**WORK TO COMPLETE**. Exact reproduction required: print each line of the material below.

---------- TASK INPUT ----------

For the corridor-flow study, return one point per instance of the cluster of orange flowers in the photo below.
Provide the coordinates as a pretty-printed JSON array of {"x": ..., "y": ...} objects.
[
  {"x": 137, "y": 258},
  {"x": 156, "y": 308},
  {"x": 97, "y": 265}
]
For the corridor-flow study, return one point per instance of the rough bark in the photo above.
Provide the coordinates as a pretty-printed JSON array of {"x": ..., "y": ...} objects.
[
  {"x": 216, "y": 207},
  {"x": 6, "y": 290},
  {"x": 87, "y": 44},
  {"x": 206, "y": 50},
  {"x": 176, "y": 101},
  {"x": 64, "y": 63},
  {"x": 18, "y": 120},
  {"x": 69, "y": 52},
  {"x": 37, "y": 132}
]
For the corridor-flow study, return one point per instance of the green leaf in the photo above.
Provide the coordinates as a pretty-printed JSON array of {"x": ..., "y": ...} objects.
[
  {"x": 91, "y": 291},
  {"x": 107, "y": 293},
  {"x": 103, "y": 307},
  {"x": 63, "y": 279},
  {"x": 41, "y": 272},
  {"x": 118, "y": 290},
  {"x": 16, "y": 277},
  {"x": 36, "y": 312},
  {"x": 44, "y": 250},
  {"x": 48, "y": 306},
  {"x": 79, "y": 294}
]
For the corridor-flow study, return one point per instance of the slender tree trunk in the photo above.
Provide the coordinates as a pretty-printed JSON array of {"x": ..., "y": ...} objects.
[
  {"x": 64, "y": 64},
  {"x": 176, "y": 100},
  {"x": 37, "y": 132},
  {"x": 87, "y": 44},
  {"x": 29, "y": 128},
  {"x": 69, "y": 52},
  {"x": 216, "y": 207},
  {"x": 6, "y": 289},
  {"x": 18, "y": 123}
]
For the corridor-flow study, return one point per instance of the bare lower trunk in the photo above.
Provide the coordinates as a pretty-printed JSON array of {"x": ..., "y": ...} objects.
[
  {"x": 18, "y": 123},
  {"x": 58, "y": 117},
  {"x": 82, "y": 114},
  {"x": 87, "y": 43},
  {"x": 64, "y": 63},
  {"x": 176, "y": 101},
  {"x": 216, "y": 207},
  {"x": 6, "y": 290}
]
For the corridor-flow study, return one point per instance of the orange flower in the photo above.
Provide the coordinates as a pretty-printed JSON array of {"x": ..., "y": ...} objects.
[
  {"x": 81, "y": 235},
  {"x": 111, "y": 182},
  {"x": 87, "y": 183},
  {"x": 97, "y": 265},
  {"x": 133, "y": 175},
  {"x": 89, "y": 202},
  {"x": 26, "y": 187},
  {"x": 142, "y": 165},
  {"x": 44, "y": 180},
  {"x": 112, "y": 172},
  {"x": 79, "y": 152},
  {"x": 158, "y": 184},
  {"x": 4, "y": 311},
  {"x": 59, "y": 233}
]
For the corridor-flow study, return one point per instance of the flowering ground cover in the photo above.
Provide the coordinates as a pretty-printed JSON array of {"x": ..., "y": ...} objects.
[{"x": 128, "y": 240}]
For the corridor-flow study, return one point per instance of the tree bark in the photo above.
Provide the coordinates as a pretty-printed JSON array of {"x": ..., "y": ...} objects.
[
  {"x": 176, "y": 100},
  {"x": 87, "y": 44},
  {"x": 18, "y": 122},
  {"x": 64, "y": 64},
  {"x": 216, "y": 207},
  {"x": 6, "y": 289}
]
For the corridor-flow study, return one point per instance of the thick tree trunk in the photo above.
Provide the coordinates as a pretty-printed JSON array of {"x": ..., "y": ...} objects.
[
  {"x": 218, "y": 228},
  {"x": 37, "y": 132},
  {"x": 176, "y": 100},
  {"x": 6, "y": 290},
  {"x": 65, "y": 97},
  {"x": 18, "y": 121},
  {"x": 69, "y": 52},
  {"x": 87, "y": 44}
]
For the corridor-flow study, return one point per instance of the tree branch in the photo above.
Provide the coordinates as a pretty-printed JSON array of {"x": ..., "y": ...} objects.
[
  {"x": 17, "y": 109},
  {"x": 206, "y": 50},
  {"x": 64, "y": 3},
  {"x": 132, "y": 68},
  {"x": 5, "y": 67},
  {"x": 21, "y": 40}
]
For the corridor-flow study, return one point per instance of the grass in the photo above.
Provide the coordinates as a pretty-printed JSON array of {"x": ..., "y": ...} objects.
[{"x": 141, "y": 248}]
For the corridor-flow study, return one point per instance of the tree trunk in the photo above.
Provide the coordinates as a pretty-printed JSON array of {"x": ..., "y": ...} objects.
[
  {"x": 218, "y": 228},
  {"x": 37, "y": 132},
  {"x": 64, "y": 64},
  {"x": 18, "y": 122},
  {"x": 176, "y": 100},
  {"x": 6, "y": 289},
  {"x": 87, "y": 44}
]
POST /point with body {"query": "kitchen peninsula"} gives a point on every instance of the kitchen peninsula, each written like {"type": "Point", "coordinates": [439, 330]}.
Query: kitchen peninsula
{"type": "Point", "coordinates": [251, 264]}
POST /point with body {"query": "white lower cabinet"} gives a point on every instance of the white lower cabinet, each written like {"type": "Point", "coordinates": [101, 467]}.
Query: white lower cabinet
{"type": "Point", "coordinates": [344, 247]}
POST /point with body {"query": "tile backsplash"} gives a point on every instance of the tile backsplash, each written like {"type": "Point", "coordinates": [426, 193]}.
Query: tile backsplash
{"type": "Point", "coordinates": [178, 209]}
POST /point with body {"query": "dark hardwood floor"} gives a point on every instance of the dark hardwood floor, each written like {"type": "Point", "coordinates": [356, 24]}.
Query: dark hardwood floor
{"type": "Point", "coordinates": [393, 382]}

----------

**RESULT FOR THIS TASK**.
For the corridor-flow study, return one point per instance of the cluster of orange flowers in the photo below.
Provide the coordinates as a pretty-printed JSON array of {"x": ..., "y": ...} objects.
[
  {"x": 137, "y": 258},
  {"x": 156, "y": 308},
  {"x": 97, "y": 265}
]
For the corridor-flow study, return one point per instance of the rough bark in the photo above.
Provide the coordinates as a pretty-printed JSON array of {"x": ..., "y": ...} objects.
[
  {"x": 216, "y": 207},
  {"x": 6, "y": 290},
  {"x": 87, "y": 44},
  {"x": 206, "y": 50},
  {"x": 176, "y": 101},
  {"x": 64, "y": 63},
  {"x": 18, "y": 120},
  {"x": 69, "y": 52},
  {"x": 37, "y": 132}
]
For the corridor-flow study, return one point per instance of the green leaf in the photo above.
Provide the coordinates as a pretty-printed JSON array of {"x": ..., "y": ...} objects.
[
  {"x": 91, "y": 291},
  {"x": 107, "y": 293},
  {"x": 103, "y": 307},
  {"x": 63, "y": 279},
  {"x": 41, "y": 272},
  {"x": 118, "y": 290},
  {"x": 16, "y": 277},
  {"x": 36, "y": 312},
  {"x": 44, "y": 250},
  {"x": 48, "y": 306},
  {"x": 79, "y": 294}
]
For the corridor-flow study, return one point per instance of the slender tree trunk in the photo above.
Provide the coordinates as a pretty-printed JSON array of {"x": ..., "y": ...} objects.
[
  {"x": 64, "y": 64},
  {"x": 176, "y": 100},
  {"x": 37, "y": 132},
  {"x": 87, "y": 44},
  {"x": 29, "y": 128},
  {"x": 69, "y": 52},
  {"x": 216, "y": 207},
  {"x": 6, "y": 289},
  {"x": 18, "y": 123}
]
For the corridor-flow study, return one point per instance of the bare lower trunk in the photo above.
Provide the coordinates as a pretty-printed JSON array of {"x": ..., "y": ...} objects.
[
  {"x": 18, "y": 123},
  {"x": 58, "y": 117},
  {"x": 82, "y": 114},
  {"x": 87, "y": 43},
  {"x": 64, "y": 63},
  {"x": 176, "y": 101},
  {"x": 216, "y": 207},
  {"x": 6, "y": 290}
]
For the corridor-flow study, return one point per instance of the orange flower in the photo above.
Provide the coordinates as a pretty-printed JSON array of {"x": ..., "y": ...} objects.
[
  {"x": 81, "y": 235},
  {"x": 111, "y": 182},
  {"x": 87, "y": 183},
  {"x": 97, "y": 265},
  {"x": 133, "y": 175},
  {"x": 89, "y": 202},
  {"x": 26, "y": 187},
  {"x": 142, "y": 165},
  {"x": 44, "y": 180},
  {"x": 112, "y": 172},
  {"x": 79, "y": 152},
  {"x": 158, "y": 184},
  {"x": 4, "y": 311},
  {"x": 59, "y": 233}
]
For the corridor-flow study, return one point per instance of the flowering ground cover in the photo above.
Provide the coordinates as a pretty-printed JSON array of {"x": ..., "y": ...} objects.
[{"x": 128, "y": 240}]
For the corridor-flow study, return one point per instance of the tree bark in the photo above.
Provide the coordinates as a pretty-printed JSON array of {"x": ..., "y": ...} objects.
[
  {"x": 176, "y": 100},
  {"x": 87, "y": 44},
  {"x": 18, "y": 122},
  {"x": 64, "y": 64},
  {"x": 216, "y": 207},
  {"x": 6, "y": 289}
]
For the corridor-flow study, return one point per instance of the thick tree trunk in the photo above.
Provide the coordinates as a pretty-printed JSON array of {"x": ..., "y": ...} objects.
[
  {"x": 218, "y": 228},
  {"x": 37, "y": 132},
  {"x": 176, "y": 100},
  {"x": 6, "y": 290},
  {"x": 65, "y": 97},
  {"x": 18, "y": 121},
  {"x": 69, "y": 52},
  {"x": 87, "y": 44}
]
For the corridor-flow study, return one point per instance of the tree branch in the photo above.
Provide the coordinates as a pretty-printed JSON array of {"x": ..., "y": ...} objects.
[
  {"x": 17, "y": 109},
  {"x": 206, "y": 50},
  {"x": 64, "y": 3},
  {"x": 132, "y": 68},
  {"x": 5, "y": 67},
  {"x": 21, "y": 40}
]
For the corridor-flow study, return one point per instance of the grass in the photo above.
Provide the coordinates as a pretty-printed JSON array of {"x": ..., "y": ...} objects.
[{"x": 141, "y": 248}]
For the corridor-flow study, return one point per instance of the tree trunk in the photo above.
Provide the coordinates as a pretty-printed JSON array of {"x": ..., "y": ...} objects.
[
  {"x": 218, "y": 228},
  {"x": 37, "y": 132},
  {"x": 64, "y": 64},
  {"x": 18, "y": 122},
  {"x": 176, "y": 100},
  {"x": 6, "y": 289},
  {"x": 87, "y": 44}
]
POST /point with body {"query": "kitchen peninsula"} gives a point on every instance of the kitchen peninsula, each written like {"type": "Point", "coordinates": [439, 330]}.
Query: kitchen peninsula
{"type": "Point", "coordinates": [251, 264]}
POST /point with body {"query": "white lower cabinet"} gives a point on every instance of the white lower cabinet, each written like {"type": "Point", "coordinates": [101, 467]}.
Query: white lower cabinet
{"type": "Point", "coordinates": [344, 247]}
POST /point with body {"query": "tile backsplash"} gives a point on every instance of the tile backsplash, each written like {"type": "Point", "coordinates": [426, 193]}.
Query: tile backsplash
{"type": "Point", "coordinates": [178, 209]}
POST /point with body {"query": "dark hardwood floor"} gives a point on every instance of the dark hardwood floor, each written like {"type": "Point", "coordinates": [356, 24]}.
Query: dark hardwood floor
{"type": "Point", "coordinates": [393, 382]}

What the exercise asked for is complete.